* [Reading text]:
⁂
For those who have been following this series, the funeral went well. I was a good crucifer and didn’t trip on the alb I was given to wear. The service was very nice — the readings were comforting and the music was nice. One of the things I love about this parish is that the prelude music for funerals is piano hymns — not some dreary organ piece. I didn’t cry though it was hard when we were singing the last hymn (“How Great Thou Art”) because the family was crying and I am the world’s biggest sap. (Note to self: don’t people-watch during funerals when you know the family.) I made it out of the church without beaning anyone with the cross or tripping over the hem of my alb.
After changing out of my alb, I tossed my clerical shirt back on and we headed out to the car. (My non-skanky summer funeral clothes for today were a grey shirt, black knee-length skirt, and one of Jon’s unbuttoned clerical shirts in black.) I was the second car in the procession and we drove to the cemetery which is a small one in Granville. It was a really pretty one in the woods and one where I’d probably go walking in happier circumstances. I made it through the burial without crying until they started taking apart the flower arrangements to give the roses to the family to toss on the casket before it was lowered. At that point, I was standing with Jon and got teary-eyed. They offered the family the shell casings from the 21-gun salute (D was an Air Force vet) and they presented the flag that had been draped on his casket to F with a rose and shell casing tucked in.
After the burial, we followed G and the family up to G’s house in the hills. The layout and neighborhood reminded me of Las Cumbreas in the Santa Cruz mountains where some family friends of ours used to live. The house is beautiful — lots of windows to give some natural light into the house as well as a huge kitchen — it was seriously how I’d like my dream house to be. They had ham for lunch — but with sandwich fixings, salads, fresh veggies, fresh fruit, and tons of desserts. I had some chips, a ham sandwich (ham and bread), some raw carrots, lots of watermelon, and one small piece of brownie. (I really am not a chocolate dessert person if there’s fresh fruit around.) I also had the chance to talk with Bill and with some other people and it was actually an enjoyable meal. Jon and I bid everyone adieu around 1:30 and were hugged within an inch of our lives by F who promised to be at church at some point this weekend, even if it’s just the 4:00 service on Saturday.
⁂
* [Data extract]:
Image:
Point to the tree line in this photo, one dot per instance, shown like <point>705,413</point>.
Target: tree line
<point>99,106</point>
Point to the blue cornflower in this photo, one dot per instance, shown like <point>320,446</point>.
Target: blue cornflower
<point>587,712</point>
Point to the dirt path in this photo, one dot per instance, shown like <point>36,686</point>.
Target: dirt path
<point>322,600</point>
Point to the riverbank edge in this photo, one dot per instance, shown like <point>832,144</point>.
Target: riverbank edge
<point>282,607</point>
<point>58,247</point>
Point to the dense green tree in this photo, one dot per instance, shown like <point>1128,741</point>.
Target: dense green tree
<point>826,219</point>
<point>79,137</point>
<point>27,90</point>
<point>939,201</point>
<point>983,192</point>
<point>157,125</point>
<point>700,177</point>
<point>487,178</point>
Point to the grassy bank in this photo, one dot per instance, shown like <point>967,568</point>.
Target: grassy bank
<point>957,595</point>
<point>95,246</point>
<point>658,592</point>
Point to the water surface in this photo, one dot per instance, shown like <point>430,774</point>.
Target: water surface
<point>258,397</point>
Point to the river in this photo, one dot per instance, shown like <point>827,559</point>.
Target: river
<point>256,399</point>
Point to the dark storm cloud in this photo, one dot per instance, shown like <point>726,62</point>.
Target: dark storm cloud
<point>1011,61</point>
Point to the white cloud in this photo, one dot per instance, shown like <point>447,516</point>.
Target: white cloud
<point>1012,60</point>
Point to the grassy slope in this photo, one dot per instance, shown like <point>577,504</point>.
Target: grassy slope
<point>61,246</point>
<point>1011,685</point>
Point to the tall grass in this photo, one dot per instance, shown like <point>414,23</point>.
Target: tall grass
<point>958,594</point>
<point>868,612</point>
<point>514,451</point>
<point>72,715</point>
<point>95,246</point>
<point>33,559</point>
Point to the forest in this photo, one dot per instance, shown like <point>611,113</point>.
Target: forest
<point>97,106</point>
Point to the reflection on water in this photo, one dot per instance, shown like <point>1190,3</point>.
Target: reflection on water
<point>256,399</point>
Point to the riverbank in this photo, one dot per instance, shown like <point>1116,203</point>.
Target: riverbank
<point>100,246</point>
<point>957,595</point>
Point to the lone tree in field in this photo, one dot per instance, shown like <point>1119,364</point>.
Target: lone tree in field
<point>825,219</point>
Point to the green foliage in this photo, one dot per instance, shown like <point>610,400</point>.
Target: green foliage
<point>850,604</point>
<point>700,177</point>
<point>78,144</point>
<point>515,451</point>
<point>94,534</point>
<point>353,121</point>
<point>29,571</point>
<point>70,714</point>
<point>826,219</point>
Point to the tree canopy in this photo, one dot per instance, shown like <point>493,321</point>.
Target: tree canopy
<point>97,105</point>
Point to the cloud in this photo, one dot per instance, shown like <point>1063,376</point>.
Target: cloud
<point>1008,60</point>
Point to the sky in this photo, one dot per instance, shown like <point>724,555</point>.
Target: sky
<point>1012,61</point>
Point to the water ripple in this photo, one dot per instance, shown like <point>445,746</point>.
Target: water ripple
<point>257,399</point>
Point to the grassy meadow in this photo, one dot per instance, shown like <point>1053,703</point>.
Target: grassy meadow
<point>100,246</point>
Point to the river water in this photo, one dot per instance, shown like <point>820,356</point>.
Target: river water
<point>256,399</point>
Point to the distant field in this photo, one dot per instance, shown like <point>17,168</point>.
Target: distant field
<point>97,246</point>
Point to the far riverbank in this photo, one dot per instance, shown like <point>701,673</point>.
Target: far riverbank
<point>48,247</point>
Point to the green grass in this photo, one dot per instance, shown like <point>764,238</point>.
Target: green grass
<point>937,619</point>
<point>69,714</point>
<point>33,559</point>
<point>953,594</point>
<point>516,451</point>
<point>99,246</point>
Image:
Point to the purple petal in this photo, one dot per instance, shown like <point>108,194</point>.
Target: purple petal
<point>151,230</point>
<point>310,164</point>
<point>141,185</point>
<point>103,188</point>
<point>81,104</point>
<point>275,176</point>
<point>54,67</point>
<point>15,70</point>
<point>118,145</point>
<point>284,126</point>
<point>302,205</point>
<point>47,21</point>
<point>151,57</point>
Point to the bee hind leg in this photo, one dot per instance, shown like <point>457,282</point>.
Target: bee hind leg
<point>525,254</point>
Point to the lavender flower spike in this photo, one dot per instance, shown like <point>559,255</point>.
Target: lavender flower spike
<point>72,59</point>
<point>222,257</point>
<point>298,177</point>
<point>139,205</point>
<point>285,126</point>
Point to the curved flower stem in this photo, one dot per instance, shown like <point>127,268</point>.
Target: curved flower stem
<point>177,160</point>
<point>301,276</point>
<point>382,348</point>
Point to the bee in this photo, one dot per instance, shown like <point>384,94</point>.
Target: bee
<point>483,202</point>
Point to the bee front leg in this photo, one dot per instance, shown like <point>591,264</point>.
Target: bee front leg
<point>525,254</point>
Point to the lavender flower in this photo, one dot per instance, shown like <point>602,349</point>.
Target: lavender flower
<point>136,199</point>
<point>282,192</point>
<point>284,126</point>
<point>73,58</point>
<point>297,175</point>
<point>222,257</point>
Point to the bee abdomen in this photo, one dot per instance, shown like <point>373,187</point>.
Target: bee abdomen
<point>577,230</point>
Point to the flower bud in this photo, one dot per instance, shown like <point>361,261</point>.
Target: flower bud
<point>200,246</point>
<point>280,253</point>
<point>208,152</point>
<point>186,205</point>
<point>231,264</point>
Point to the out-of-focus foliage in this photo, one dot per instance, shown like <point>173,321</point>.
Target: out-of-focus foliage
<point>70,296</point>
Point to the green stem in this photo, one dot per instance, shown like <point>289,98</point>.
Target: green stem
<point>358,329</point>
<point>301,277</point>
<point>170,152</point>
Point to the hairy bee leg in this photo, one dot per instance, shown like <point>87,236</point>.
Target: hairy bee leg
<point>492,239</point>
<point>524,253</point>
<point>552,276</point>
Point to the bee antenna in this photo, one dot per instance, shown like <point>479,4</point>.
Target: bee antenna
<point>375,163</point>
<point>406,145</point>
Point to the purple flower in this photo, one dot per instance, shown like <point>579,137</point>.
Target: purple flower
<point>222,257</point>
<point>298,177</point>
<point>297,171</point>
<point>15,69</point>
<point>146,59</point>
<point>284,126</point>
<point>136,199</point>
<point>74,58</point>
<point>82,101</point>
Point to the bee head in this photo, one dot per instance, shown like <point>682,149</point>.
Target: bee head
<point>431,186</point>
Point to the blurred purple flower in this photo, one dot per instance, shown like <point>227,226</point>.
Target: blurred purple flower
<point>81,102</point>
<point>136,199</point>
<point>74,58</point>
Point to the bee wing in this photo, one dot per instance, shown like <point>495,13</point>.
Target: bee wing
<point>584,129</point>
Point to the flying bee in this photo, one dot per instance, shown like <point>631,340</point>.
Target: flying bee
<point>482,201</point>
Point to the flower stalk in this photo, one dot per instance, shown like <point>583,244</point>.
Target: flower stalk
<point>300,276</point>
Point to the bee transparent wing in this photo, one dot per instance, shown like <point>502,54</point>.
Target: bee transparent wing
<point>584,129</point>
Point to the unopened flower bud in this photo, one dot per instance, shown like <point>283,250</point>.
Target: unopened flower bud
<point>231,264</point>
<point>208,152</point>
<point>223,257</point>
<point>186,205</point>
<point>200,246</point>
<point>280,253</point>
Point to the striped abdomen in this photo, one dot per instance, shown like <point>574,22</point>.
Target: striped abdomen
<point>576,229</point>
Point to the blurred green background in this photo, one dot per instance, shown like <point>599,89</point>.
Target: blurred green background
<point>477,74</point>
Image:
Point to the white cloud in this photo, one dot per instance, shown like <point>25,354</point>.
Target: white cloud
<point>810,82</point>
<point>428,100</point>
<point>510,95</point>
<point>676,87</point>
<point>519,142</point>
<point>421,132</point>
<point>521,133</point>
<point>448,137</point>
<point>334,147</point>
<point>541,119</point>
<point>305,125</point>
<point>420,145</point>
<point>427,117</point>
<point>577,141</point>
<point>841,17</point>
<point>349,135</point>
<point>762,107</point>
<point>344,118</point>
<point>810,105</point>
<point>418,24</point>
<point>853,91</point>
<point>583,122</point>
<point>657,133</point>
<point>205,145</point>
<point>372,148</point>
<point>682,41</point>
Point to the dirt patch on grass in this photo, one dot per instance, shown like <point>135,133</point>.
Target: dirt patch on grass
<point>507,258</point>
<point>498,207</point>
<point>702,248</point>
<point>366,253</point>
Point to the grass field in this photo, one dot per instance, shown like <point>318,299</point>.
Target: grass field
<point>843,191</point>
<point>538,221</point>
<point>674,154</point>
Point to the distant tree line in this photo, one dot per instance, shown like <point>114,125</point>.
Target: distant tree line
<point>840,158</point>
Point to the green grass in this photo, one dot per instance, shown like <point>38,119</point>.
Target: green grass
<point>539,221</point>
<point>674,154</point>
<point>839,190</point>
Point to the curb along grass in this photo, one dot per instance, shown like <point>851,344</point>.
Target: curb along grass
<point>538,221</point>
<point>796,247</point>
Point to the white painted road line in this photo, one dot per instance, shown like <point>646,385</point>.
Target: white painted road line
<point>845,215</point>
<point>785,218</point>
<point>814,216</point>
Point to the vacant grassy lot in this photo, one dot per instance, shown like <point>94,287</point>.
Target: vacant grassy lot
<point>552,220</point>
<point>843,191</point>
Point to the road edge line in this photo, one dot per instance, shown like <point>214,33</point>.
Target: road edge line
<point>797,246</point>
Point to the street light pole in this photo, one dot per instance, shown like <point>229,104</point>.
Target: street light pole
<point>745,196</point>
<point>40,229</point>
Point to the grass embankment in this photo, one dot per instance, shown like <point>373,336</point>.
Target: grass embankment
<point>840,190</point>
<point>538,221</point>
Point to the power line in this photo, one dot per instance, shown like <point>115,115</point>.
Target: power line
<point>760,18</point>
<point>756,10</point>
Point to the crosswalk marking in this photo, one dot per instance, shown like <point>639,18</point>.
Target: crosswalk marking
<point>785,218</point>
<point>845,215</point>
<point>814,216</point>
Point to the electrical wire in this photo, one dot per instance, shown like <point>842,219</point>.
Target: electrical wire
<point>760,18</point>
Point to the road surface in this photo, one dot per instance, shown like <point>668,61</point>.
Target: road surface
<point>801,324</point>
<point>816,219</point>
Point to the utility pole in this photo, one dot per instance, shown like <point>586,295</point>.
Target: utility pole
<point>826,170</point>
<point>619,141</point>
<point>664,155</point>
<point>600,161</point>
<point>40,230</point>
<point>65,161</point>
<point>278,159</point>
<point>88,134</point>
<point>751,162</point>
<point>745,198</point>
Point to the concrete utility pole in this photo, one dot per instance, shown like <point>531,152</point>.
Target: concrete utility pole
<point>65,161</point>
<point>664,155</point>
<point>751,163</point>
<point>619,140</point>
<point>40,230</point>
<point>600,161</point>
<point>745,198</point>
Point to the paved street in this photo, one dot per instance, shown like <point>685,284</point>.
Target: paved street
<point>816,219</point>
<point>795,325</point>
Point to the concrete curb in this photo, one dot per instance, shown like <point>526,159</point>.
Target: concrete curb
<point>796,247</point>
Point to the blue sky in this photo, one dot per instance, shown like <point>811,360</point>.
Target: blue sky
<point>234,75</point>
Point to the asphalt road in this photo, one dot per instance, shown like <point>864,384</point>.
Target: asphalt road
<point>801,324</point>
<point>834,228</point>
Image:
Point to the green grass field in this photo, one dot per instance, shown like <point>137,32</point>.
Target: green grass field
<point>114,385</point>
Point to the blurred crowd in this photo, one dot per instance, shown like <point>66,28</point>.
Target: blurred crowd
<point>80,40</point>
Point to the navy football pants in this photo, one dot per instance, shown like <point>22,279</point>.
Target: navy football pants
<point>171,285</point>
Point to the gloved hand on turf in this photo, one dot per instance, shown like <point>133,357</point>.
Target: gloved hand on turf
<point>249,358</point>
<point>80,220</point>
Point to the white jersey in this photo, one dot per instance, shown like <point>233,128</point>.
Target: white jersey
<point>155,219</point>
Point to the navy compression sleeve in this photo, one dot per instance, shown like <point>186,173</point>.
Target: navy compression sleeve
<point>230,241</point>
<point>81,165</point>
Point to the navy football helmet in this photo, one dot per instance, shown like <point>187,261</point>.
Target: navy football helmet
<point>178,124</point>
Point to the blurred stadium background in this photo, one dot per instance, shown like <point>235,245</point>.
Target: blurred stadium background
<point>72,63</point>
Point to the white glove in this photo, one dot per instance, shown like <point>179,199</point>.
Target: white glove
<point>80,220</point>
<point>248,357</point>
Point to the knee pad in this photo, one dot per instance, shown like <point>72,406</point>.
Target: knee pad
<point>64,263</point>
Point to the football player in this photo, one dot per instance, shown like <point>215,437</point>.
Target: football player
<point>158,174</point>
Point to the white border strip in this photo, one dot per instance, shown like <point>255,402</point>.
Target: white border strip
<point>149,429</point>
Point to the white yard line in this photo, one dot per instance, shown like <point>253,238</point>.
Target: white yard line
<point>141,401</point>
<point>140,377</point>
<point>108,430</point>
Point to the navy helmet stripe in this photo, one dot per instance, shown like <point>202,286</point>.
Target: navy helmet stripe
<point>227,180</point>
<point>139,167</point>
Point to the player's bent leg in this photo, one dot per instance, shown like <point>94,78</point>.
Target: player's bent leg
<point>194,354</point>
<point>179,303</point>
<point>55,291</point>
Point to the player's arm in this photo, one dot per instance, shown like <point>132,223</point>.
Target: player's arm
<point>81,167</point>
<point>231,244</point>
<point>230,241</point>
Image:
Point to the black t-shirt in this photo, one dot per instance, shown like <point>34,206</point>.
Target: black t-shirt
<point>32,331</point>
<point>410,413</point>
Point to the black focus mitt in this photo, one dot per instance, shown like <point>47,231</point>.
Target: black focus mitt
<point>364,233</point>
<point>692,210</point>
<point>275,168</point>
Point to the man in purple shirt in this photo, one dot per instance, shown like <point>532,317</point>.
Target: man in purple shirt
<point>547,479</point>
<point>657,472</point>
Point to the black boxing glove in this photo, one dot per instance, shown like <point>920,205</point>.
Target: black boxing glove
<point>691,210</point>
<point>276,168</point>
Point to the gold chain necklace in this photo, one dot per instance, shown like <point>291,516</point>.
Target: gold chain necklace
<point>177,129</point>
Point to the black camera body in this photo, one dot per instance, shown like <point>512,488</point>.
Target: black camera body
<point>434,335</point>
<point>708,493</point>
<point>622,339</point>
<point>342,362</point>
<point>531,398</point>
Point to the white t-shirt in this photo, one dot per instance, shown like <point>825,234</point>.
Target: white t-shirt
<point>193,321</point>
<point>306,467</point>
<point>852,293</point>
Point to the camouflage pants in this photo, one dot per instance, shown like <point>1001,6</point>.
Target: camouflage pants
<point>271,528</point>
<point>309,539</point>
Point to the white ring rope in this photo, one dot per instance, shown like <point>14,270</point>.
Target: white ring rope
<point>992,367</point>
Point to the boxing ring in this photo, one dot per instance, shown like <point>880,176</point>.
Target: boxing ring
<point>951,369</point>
⁂
* [Tasks to perform]:
[1] According to the funeral account, which hymn was sung last at the service?
[2] Reproduce the funeral account word for word, from "After changing out" to "casing tucked in.".

* [Solution set]:
[1] The last hymn was "How Great Thou Art."

[2]
After changing out of my alb, I tossed my clerical shirt back on and we headed out to the car. (My non-skanky summer funeral clothes for today were a grey shirt, black knee-length skirt, and one of Jon’s unbuttoned clerical shirts in black.) I was the second car in the procession and we drove to the cemetery which is a small one in Granville. It was a really pretty one in the woods and one where I’d probably go walking in happier circumstances. I made it through the burial without crying until they started taking apart the flower arrangements to give the roses to the family to toss on the casket before it was lowered. At that point, I was standing with Jon and got teary-eyed. They offered the family the shell casings from the 21-gun salute (D was an Air Force vet) and they presented the flag that had been draped on his casket to F with a rose and shell casing tucked in.